The data below has to be returned exactly, down to the last character.

Records excerpted from a collection
▬▬▬▬▬▬▬▬▬▬

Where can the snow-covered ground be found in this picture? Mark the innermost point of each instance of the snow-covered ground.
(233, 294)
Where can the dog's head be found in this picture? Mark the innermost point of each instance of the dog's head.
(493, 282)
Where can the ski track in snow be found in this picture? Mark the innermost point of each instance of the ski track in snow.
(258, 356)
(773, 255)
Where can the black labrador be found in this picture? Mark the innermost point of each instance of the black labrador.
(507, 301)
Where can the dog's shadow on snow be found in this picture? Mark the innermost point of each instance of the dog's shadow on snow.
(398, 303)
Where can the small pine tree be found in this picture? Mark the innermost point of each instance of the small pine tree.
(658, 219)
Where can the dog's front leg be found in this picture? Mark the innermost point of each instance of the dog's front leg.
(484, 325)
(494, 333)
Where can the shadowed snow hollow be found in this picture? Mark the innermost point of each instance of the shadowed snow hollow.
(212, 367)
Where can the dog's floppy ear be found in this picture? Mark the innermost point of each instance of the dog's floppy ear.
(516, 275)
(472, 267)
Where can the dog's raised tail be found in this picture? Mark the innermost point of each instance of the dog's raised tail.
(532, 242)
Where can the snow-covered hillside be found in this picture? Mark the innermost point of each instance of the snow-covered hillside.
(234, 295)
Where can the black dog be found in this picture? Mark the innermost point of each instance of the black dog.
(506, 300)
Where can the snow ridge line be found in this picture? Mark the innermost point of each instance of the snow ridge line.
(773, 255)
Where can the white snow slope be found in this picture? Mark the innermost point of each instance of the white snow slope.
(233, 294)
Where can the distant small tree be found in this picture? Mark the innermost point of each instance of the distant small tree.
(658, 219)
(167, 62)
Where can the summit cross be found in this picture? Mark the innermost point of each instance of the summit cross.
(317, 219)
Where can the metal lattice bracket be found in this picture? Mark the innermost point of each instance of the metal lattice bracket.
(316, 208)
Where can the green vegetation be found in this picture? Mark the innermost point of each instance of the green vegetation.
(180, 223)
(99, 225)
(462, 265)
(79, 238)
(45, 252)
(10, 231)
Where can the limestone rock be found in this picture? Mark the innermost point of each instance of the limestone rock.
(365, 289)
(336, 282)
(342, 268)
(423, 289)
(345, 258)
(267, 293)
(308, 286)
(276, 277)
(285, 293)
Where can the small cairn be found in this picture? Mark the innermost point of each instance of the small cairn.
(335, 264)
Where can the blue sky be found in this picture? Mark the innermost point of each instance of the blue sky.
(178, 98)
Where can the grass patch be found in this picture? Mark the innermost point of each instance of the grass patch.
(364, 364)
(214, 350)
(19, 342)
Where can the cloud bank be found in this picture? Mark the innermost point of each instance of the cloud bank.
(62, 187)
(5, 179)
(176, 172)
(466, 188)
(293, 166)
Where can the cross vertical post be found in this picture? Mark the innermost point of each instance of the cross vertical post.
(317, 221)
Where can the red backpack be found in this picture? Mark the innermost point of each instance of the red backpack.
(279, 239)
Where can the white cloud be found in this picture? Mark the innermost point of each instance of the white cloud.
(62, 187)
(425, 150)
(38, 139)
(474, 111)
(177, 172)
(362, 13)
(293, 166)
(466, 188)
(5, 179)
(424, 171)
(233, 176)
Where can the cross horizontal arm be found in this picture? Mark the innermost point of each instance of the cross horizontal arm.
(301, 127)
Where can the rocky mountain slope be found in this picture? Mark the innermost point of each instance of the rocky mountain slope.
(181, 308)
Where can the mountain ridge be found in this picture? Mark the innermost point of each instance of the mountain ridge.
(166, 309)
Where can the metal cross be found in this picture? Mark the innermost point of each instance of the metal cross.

▬▬▬▬▬▬▬▬▬▬

» EXERCISE RESPONSE:
Where can the snow-covered ground be found in this picture? Mark the innermost point of each instance of the snow-covered ground.
(233, 294)
Where can the dog's head be found in this picture? Mark the innermost point of each instance of the dog's head.
(493, 282)
Where can the ski track in snow be found in this picture? Mark the innermost point of each instance of the ski track in snow.
(258, 356)
(773, 255)
Where can the black labrador be found in this picture? Mark the innermost point of each instance of the black labrador.
(507, 301)
Where can the dog's shadow on snow be found in this picture? Mark the innermost point of each instance of the dog's shadow on snow.
(398, 303)
Where can the small pine tree be found in this picture? Mark the innermost point of each instance of the small pine tree.
(658, 219)
Where can the dog's front leg be found in this picture? Mark the innermost point of each instance of the dog's front leg.
(484, 325)
(494, 333)
Where can the shadowed snow hollow be found in this picture? Mark the innermost point of each instance of the shadowed snow hollow.
(212, 367)
Where can the dog's floppy ear be found in this picture? Mark the innermost point of each instance of the dog's floppy ear.
(516, 275)
(472, 267)
Where can the dog's raised tail be found in this picture? Mark the innermost point of each instance of the dog's raised tail.
(532, 242)
Where can the snow-covered hillside be found in this picture? Mark the innermost point of each instance of the snow-covered hillside.
(234, 295)
Where can the black dog be found in this picture? Mark the innermost point of each instance of the black dog.
(506, 300)
Where can the snow ridge line be found in this picture? Mark the innermost point of each instance of the snow ridge line.
(773, 255)
Where can the white snow slope be found in this picture? Mark the innermost point of each instance of the white snow slope.
(233, 294)
Where can the distant small tree be found in this picture? Mark the innermost point of each instance of the distant small tree.
(658, 219)
(167, 62)
Where can the summit cross be found in this picture? Mark the innermost point of each instance of the summit cross.
(317, 219)
Where can the metal lattice bracket be found in this picture? Mark the innermost point of each instance of the metal lattice bracket.
(316, 208)
Where can the green vegetation be found in this picture? Mark the innermost point of each instance of the green vegetation.
(180, 223)
(99, 225)
(462, 265)
(79, 238)
(45, 252)
(10, 231)
Where can the limestone rock be found in this picture? Mark the innermost point of each instance of the limestone rock.
(365, 289)
(336, 282)
(342, 268)
(423, 289)
(345, 258)
(267, 293)
(308, 286)
(276, 277)
(285, 293)
Where can the small cairn be found in this picture? Mark the innermost point of each instance of the small cairn.
(335, 264)
Where can the blue sky be found in this picture? Mark the innermost point of each instance of the blue sky.
(178, 98)
Where can the grass patch be found in this picture? Mark the innermost point of each instance of the grass patch.
(364, 364)
(214, 350)
(19, 342)
Where can the cloud bank be found in this picture? Mark the innermost point of each instance of the cloud bank.
(62, 187)
(5, 179)
(176, 172)
(466, 188)
(293, 166)
Where can the cross vertical post be found in this picture? Mark the innermost point of each instance of the cross vertical post.
(317, 221)
Where can the red backpack be found in this picture? Mark the innermost point of each instance of the red backpack.
(279, 239)
Where can the white cloud be found in this picture? Mark the innermost point of each instance of the white cloud.
(62, 187)
(425, 150)
(38, 139)
(474, 111)
(177, 172)
(362, 13)
(293, 166)
(466, 188)
(5, 179)
(424, 171)
(233, 176)
Where can the cross horizontal arm be found in this picture? Mark the innermost point of each instance of the cross horizontal arm.
(301, 127)
Where can the rocky mountain slope be found in this picture? Mark the innermost point of each instance of the rocky mountain slope.
(181, 308)
Where can the mountain ridge be found in this picture? Mark the innermost point of each instance of the mountain ridge.
(166, 309)
Where can the metal cross be found in this picture? Mark the innermost point of each instance of the metal cross.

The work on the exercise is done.